The problem:
In the listing below, take everything from the line containing "Tag bare shoulder in the picture above." down to the line containing "96 150 152 222" and swap "Format each result like" for "Give each result as", leaving the rest unchanged. Return only those lines.

-- START OF Raw data --

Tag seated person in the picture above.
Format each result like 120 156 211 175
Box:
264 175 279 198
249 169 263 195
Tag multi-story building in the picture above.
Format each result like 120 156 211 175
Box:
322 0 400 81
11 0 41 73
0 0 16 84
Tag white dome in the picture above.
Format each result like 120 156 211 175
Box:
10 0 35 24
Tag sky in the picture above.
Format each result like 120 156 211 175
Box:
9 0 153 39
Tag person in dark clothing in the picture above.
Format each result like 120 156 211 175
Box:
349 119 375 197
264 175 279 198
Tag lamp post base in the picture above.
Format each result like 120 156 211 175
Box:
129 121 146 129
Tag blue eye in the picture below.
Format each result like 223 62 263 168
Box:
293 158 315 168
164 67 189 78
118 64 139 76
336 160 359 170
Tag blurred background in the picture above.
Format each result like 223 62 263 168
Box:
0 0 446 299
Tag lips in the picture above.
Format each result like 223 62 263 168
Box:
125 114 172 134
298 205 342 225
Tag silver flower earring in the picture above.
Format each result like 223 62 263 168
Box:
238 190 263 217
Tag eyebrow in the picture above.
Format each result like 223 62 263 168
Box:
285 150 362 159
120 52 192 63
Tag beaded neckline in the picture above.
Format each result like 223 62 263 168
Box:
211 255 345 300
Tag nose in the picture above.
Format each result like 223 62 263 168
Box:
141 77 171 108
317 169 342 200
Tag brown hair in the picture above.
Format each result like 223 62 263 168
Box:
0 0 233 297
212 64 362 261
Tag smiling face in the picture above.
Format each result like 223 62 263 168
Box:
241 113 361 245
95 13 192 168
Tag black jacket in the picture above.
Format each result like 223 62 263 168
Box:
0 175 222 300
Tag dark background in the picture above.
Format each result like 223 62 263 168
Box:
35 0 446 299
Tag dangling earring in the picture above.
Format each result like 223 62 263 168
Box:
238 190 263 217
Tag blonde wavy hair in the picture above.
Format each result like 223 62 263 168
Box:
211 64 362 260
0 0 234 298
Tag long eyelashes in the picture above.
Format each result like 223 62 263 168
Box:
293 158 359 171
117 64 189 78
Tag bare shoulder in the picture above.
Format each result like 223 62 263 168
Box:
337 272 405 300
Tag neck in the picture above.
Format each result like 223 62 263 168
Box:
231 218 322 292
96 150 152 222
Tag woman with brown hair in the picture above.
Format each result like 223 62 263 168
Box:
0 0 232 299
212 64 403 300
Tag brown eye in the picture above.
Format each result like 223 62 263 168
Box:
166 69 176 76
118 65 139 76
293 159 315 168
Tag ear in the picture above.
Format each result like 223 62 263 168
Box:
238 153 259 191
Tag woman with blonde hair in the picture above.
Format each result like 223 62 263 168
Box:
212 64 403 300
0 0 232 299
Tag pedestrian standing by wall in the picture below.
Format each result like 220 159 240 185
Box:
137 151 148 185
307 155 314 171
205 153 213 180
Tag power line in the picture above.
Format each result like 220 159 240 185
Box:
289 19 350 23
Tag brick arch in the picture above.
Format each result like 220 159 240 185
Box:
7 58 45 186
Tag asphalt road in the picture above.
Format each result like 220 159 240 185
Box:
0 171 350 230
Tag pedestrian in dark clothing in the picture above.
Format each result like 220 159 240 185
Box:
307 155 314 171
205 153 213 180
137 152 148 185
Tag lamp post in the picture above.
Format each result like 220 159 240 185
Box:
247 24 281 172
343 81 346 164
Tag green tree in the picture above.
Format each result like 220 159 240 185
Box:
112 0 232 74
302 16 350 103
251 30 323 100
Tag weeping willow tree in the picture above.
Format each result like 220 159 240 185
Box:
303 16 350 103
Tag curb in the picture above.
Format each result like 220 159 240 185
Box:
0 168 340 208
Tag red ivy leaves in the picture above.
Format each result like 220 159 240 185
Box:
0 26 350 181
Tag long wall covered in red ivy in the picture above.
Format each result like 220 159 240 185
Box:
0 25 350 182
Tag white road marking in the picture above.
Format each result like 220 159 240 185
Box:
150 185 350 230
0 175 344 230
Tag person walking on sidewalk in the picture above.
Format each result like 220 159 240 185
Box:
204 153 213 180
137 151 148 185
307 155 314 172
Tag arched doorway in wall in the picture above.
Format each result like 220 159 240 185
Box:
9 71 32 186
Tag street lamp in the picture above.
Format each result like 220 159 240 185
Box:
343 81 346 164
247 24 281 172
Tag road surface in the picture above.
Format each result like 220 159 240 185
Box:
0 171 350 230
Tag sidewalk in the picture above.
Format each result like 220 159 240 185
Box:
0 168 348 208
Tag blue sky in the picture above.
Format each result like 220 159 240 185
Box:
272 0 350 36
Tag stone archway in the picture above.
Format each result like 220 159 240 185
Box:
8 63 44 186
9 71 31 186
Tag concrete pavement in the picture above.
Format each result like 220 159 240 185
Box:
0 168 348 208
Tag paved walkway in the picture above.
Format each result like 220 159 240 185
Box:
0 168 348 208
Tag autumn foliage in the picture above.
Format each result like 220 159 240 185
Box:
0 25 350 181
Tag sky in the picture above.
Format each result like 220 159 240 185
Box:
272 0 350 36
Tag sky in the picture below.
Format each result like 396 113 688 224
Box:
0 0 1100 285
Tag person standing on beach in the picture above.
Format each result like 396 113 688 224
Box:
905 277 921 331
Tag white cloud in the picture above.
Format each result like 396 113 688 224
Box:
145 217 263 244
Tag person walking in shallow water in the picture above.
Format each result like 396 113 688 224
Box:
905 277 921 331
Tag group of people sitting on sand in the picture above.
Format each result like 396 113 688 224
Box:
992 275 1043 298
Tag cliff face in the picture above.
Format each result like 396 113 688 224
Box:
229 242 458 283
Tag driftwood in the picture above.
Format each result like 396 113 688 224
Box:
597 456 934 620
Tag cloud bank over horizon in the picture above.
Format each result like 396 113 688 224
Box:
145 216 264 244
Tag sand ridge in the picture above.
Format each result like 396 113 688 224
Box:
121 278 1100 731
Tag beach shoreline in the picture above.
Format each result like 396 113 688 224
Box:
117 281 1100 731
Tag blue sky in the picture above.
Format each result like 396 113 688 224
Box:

-- END OF Raw data --

Complete output:
Tag bare shoulder in the picture above.
Give each result as 223 62 263 168
Box:
337 272 405 300
Tag neck in the picture above.
Give each result as 223 62 263 168
Box:
231 218 322 292
96 150 152 222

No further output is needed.